_INSTRUCTIONS FOR THE TASK_
Turn the records from the line containing "job: trace the outline of every instance of the white cloud" through the end of the records into a numbered list. Leave out blank lines.

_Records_
□ □ □ □ □ □ □
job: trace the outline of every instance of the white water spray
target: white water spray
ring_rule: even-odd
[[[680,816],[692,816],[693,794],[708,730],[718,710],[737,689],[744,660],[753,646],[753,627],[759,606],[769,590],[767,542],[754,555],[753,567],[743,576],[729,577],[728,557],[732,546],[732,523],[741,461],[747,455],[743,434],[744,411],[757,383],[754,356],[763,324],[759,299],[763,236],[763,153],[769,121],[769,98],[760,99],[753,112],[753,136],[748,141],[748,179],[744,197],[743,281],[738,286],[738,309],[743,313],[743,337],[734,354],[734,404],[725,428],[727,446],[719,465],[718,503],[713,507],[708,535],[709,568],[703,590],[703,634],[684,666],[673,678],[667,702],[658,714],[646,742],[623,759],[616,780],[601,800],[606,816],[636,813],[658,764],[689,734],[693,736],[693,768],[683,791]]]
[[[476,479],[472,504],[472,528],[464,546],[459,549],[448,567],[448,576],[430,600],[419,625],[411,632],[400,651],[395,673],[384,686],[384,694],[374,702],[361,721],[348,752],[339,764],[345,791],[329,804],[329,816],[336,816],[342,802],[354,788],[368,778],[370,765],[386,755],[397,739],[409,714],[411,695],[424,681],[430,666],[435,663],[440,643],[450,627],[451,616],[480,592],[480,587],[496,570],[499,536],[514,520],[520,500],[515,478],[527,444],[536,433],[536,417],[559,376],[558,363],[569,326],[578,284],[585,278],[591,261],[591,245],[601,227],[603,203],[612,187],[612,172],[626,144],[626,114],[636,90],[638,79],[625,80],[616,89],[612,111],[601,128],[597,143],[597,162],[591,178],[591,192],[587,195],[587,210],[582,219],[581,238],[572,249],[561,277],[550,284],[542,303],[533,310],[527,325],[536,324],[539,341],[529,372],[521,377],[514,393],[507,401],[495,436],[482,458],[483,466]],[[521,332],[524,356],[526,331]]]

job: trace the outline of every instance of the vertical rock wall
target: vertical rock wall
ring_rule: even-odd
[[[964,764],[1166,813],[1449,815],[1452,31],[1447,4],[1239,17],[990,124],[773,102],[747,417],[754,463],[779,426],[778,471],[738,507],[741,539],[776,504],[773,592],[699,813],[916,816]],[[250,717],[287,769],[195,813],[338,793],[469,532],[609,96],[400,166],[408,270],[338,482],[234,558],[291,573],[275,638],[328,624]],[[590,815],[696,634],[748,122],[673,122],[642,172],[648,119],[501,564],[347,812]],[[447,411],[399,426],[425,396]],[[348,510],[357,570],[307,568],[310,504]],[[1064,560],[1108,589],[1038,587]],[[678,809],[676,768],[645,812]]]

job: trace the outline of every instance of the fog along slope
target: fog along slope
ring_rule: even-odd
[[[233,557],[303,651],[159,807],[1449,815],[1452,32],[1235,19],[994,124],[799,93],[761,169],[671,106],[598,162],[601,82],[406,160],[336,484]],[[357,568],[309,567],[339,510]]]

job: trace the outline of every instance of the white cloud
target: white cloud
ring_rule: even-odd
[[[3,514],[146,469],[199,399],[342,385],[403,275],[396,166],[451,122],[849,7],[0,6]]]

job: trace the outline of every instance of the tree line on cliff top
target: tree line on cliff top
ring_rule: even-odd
□ □ □ □ □ □ □
_CORRECT OUTPUT_
1. job: trace the outline of every instance of the white cloud
2. target: white cloud
3. ring_rule: even-odd
4. [[[3,514],[146,469],[199,399],[342,385],[403,275],[396,166],[451,122],[849,7],[0,6]]]
5. job: trace the outline of every instance of the tree line on cliff top
6. target: tree line on cliff top
7. ring_rule: even-odd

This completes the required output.